| Records for the exercise |
# # # #
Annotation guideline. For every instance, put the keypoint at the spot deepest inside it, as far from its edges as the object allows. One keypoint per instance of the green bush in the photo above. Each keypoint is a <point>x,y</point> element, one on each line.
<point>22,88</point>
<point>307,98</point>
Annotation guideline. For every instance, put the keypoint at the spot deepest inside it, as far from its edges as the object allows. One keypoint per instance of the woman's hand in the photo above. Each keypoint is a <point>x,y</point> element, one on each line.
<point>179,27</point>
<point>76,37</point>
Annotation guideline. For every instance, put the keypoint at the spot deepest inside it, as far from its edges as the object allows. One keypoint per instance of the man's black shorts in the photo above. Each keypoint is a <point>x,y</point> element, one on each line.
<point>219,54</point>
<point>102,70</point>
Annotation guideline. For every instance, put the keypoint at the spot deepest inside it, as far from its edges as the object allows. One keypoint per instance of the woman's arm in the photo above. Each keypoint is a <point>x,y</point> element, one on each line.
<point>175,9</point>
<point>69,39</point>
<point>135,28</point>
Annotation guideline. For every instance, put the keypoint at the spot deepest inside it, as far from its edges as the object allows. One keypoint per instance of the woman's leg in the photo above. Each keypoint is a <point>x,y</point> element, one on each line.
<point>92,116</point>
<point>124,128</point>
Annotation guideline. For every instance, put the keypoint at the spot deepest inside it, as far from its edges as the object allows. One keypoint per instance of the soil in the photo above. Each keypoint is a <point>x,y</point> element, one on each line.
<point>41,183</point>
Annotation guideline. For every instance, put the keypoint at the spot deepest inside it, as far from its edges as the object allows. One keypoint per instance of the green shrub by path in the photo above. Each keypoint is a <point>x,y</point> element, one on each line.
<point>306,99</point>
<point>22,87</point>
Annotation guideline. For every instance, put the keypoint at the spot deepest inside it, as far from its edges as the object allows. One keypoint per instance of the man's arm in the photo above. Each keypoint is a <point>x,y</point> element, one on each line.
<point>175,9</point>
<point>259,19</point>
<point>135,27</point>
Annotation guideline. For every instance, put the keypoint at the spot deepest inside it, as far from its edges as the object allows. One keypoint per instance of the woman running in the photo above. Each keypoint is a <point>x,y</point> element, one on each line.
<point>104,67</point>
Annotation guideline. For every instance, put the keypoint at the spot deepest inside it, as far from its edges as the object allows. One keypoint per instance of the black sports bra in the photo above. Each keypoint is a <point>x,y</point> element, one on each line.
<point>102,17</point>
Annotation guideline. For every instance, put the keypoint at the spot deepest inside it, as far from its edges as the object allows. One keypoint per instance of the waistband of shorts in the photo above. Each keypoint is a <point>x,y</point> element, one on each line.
# # # #
Return each line above precisely as written.

| Solution for this exercise |
Annotation guideline. For every instance, put the keypoint at the spot deepest inside it, as far from its edges as the object allows. One keypoint per instance of the green bush in the photo above. Each keypoint is a <point>x,y</point> element, one on each line.
<point>22,88</point>
<point>307,98</point>
Annotation guideline. For every instance, put the keypoint at the spot deepest inside it, as far from its edges as the object allows. One keypoint per instance of the woman's hand in the photo above. Each keypoint is a <point>x,y</point> element, one on each line.
<point>179,27</point>
<point>76,37</point>
Annotation guideline. For every instance, put the keypoint at the spot deepest inside it, as far from its edges as the object allows. One keypoint per instance of the man's black shorts in the photo above. Each keypoint is a <point>x,y</point> element, one on each line.
<point>219,54</point>
<point>102,70</point>
Annotation guideline. For every instance, put the keypoint at the spot deepest inside it, as far from its edges as the object allows. One keypoint per instance of the woman's arm in the photo above. Each keypoint is a <point>x,y</point> element, one on each line.
<point>175,9</point>
<point>69,39</point>
<point>135,28</point>
Annotation guideline. For every instance, put the keypoint at the spot deepest inside it, as far from its edges as the object allows. One keypoint per instance of the woman's leg in the photo above. Each keypoint is a <point>x,y</point> element, one on each line.
<point>92,116</point>
<point>124,128</point>
Annotation guideline. For every instance, put the keypoint at the spot deepest inside it, as far from its edges as the object allows. One keypoint per instance of the soil in the photo above. Each keypoint is a <point>x,y</point> element, one on each line.
<point>41,183</point>
Annotation guideline. For every instance, put the keypoint at the spot deepest inside it, as far from its edges as the object allows. One keypoint per instance of the green shrub by path in the photo above. Each keypoint is a <point>x,y</point> element, one on each line.
<point>306,99</point>
<point>22,87</point>
Annotation guideline. For every instance, put the keypoint at the spot deepest inside it, as far from its edges as the object allows. One keypoint per instance of the man's arm in the photo above. Each keypoint is a <point>x,y</point> element, one on each line.
<point>175,9</point>
<point>259,19</point>
<point>135,27</point>
Annotation guideline. For every instance, put the keypoint at the spot deepest inside it, as far from its edges as the object allows. One keypoint per instance of the woman running in the photo above. Each keypoint is a <point>x,y</point> element, one on each line.
<point>104,67</point>
Annotation guideline. For every instance, put the keypoint at the spot deepest inside it, as far from its edges as the object allows. One keypoint per instance of the black sports bra in the photo above. Each keypoint is a <point>x,y</point> element, one on each line.
<point>102,17</point>
Annotation guideline. For every instance, put the keypoint at the spot deepest inside it, as far from its edges as the object allows. One keypoint per instance of the waistband of shorts in the photo above. Each keypoint is a <point>x,y</point> element, one on each line.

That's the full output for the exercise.